Page:

========================================================================

File r37/packages/crack/liepde.tst artifact 6e29a54496 part of check-in 3af273af29


off echo, dfprint$                      % FJW

% To run this demo you need liepde.red and crack.red.
% Either read in the files with
%    in "crack"$
%    in "liepde.red"$
% or, to speed up the computation compile them before
%    faslout "crack"$
%    in "crack"$
%    faslend$
%    faslout "liepde"$
%    in "liepde.red"$
%    faslend$
% and then load them with
%    load crack,liepde$
%
lisp(depl!*:=nil)$     % clearing of all dependences
setcrackflags()$
lisp(print_:=nil)$

lisp <<
write"-------------------------------------------------------"$terpri()$
write"The following runs demonstrate the program LIEPDE for the"$terpri()$
write"computation of infinitesimal symmetries. Times given"$terpri()$
write"below refer to a 8 MB session under LINUX on a 133 MHz"$terpri()$
write"Pentium PC with the CRACK version of April 1998."$terpri()$
>>$

lisp(prelim_:=nil)$      % not necessary as this is the default value
lisp(individual_:=nil)$  % not necessary as this is the default value

lisp <<
write"-------------------------------------------------------"$terpri()$
write"The first example is a single ODE with a parametric"$terpri()$
write"function f=f(x) for which point symmetries are to be"$terpri()$
write"determined."$terpri()$
write"(Time ~ 6 sec.)"$terpri()$
write"-------------------------------------------------------"$terpri()$
>>$

lisp(freeint_:=nil)$ % This enables the solution of differential equ.s in
                     % which unevaluated integrals remain. This becomes
                     % necessary in this example through the parametric
                     % function f=f(x)

========================================================================

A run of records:

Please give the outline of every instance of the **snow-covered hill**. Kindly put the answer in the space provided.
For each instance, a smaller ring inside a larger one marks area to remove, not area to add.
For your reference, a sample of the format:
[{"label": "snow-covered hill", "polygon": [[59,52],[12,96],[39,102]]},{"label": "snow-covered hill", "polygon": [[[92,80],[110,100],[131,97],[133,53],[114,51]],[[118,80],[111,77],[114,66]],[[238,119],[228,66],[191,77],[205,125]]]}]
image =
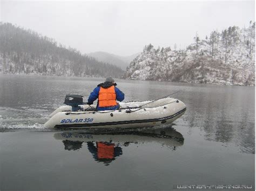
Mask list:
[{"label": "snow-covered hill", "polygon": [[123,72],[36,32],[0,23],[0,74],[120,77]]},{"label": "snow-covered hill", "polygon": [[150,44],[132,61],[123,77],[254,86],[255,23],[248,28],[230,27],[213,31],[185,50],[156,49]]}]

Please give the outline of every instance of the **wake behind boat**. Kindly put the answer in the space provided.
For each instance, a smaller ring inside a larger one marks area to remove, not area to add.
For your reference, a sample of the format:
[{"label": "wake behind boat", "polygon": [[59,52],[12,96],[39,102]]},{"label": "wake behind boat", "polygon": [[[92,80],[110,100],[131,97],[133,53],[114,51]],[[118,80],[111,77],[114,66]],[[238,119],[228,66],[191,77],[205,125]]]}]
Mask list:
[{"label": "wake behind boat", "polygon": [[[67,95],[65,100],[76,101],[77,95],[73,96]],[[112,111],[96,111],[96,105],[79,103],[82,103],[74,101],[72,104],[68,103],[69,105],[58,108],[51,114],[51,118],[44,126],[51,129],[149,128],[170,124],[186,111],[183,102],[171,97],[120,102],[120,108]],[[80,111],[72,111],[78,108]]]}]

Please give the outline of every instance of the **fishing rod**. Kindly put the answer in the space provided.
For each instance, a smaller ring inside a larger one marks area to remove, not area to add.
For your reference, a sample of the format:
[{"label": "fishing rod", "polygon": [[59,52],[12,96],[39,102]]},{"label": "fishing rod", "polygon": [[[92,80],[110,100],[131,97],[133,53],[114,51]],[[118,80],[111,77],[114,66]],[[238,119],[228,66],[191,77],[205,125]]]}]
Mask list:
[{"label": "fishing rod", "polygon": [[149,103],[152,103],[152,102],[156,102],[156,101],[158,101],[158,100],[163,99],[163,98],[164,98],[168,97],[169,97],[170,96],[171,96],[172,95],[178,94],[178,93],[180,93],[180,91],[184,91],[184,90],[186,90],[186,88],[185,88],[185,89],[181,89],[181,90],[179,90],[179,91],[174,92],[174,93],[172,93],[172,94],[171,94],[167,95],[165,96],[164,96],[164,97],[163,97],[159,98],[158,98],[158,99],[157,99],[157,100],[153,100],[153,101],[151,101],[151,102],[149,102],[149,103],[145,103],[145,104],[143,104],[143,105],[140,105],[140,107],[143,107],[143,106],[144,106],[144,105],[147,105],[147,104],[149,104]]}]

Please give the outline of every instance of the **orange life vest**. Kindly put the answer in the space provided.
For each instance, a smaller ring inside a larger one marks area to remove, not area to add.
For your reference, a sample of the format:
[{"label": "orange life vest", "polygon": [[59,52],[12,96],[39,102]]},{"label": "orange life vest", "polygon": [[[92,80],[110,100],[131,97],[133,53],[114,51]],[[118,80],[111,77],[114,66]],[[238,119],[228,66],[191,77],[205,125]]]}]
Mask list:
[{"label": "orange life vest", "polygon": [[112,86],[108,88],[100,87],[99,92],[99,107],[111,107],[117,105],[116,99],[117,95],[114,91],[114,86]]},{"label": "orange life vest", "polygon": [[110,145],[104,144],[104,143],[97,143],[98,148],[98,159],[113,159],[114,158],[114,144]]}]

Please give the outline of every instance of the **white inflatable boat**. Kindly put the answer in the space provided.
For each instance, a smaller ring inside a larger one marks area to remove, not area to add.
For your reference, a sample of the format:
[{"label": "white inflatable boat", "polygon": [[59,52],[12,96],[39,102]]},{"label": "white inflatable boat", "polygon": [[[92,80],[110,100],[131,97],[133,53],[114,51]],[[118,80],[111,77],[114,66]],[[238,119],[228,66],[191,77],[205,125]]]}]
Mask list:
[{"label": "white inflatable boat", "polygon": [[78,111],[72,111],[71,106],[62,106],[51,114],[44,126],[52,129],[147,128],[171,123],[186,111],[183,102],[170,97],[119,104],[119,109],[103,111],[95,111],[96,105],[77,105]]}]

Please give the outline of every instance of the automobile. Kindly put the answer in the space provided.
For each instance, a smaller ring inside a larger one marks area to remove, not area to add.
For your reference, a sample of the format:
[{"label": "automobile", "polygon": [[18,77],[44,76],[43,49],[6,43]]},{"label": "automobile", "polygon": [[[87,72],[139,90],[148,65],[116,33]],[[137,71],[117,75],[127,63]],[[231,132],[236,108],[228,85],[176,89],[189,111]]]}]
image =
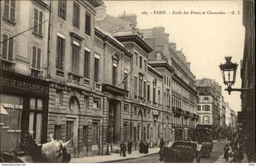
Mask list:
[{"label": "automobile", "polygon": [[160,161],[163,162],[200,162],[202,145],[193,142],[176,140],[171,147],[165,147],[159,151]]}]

========================================================================

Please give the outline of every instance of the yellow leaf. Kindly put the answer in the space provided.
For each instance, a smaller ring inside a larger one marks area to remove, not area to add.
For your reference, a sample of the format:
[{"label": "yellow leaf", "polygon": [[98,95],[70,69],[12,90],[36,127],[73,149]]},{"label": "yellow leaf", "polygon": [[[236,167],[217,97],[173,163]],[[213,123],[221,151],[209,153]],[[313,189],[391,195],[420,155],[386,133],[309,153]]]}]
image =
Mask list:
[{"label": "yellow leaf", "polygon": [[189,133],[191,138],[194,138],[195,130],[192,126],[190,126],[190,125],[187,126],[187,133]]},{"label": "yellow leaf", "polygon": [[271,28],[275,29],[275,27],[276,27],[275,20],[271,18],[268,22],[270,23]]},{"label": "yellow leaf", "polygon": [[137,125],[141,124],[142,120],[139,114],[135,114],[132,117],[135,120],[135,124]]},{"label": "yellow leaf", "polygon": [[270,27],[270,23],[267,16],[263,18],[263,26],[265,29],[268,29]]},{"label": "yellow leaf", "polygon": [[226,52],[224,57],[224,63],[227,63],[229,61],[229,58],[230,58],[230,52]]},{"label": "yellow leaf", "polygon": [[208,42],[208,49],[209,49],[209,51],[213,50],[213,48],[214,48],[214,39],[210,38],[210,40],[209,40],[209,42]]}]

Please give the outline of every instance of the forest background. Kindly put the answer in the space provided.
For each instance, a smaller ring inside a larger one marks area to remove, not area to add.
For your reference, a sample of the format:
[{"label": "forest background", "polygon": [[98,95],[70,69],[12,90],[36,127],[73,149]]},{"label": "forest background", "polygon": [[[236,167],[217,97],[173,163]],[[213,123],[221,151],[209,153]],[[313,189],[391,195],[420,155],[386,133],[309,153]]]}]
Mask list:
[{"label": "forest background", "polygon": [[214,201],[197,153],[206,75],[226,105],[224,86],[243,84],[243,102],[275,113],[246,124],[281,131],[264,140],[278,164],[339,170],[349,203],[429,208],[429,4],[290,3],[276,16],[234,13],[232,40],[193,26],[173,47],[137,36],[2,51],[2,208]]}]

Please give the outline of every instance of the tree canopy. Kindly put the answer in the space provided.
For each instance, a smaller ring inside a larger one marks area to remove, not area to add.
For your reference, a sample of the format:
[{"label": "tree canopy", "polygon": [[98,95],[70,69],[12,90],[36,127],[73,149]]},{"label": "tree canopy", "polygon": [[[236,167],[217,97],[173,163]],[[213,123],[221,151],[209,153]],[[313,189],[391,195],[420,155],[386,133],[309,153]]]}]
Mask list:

========================================================================

Stated problem: In the LIEPDE demo file above, on what computer setup were the given times measured?

Exercise solution: An 8 MB session under LINUX on a 133 MHz Pentium PC, with the CRACK version of April 1998.